AIM = Tally the lines in the listing below that contain the string "tree", treating case as significant, and give only that number.

--- THE INPUT ---

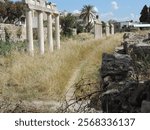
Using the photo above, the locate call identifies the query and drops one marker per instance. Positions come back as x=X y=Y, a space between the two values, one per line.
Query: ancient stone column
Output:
x=107 y=29
x=57 y=31
x=40 y=32
x=98 y=30
x=50 y=32
x=29 y=31
x=112 y=29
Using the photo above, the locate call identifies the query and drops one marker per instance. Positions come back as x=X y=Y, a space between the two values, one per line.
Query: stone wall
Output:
x=125 y=76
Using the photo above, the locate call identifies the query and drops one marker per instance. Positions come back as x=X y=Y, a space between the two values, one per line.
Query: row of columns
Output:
x=29 y=30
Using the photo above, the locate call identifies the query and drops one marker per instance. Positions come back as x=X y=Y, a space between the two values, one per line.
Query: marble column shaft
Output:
x=29 y=31
x=50 y=32
x=57 y=31
x=41 y=32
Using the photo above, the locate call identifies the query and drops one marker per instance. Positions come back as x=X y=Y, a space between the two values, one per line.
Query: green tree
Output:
x=11 y=12
x=67 y=24
x=88 y=15
x=144 y=14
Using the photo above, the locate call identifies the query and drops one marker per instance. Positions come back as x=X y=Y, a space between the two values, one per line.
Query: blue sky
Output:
x=120 y=10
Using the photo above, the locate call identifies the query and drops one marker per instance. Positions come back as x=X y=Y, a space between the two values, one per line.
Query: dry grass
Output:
x=46 y=77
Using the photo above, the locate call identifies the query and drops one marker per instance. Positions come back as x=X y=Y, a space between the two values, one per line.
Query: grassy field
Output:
x=48 y=77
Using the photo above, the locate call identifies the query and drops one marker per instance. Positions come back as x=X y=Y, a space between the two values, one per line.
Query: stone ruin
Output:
x=126 y=76
x=98 y=29
x=2 y=33
x=42 y=6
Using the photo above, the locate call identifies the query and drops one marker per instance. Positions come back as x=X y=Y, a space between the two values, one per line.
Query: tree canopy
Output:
x=145 y=14
x=67 y=23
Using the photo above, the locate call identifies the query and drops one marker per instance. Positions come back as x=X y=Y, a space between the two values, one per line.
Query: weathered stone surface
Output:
x=116 y=66
x=145 y=107
x=126 y=99
x=125 y=80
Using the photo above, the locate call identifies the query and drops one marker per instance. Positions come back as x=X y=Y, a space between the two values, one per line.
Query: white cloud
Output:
x=95 y=9
x=76 y=12
x=132 y=15
x=114 y=5
x=106 y=16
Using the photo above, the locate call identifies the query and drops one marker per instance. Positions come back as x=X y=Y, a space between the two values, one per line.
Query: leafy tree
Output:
x=67 y=24
x=88 y=14
x=11 y=12
x=144 y=14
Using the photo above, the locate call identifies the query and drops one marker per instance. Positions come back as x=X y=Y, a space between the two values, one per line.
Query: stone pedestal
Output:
x=50 y=32
x=40 y=32
x=29 y=31
x=57 y=31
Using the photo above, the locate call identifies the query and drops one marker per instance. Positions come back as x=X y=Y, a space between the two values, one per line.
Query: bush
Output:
x=7 y=47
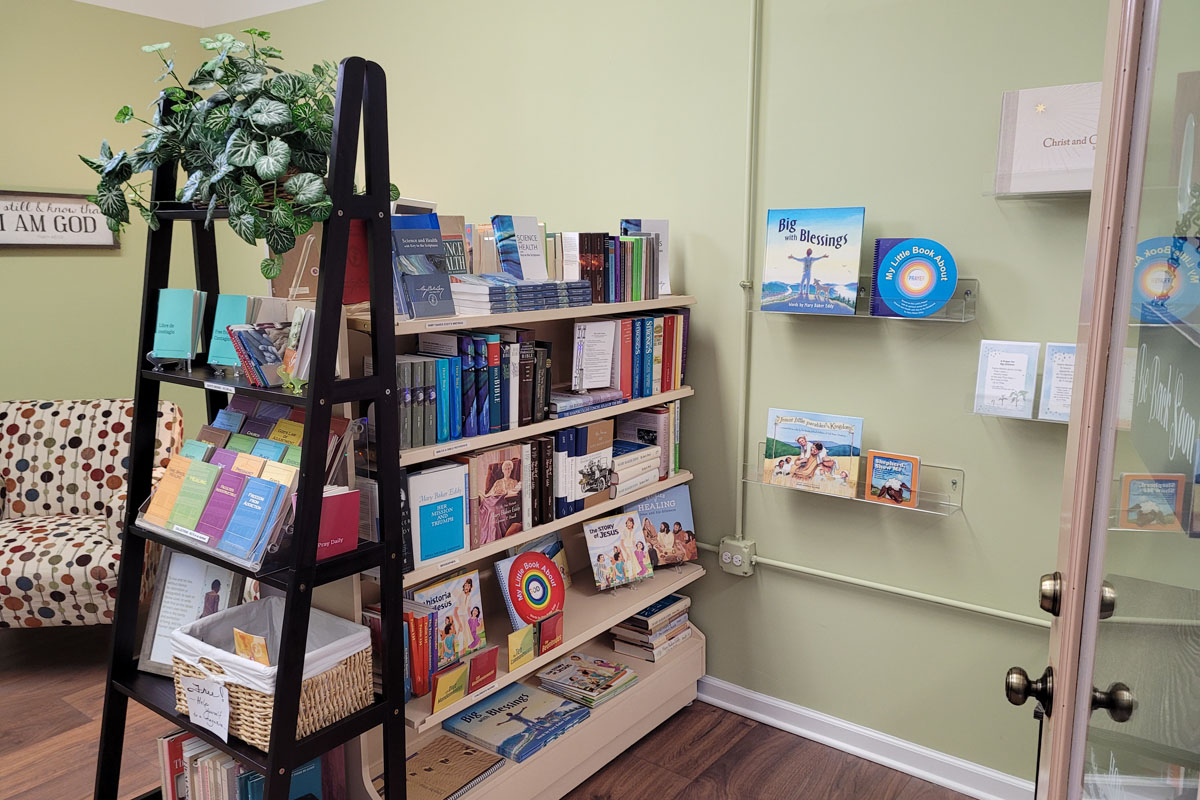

---

ANSWER BELOW = 3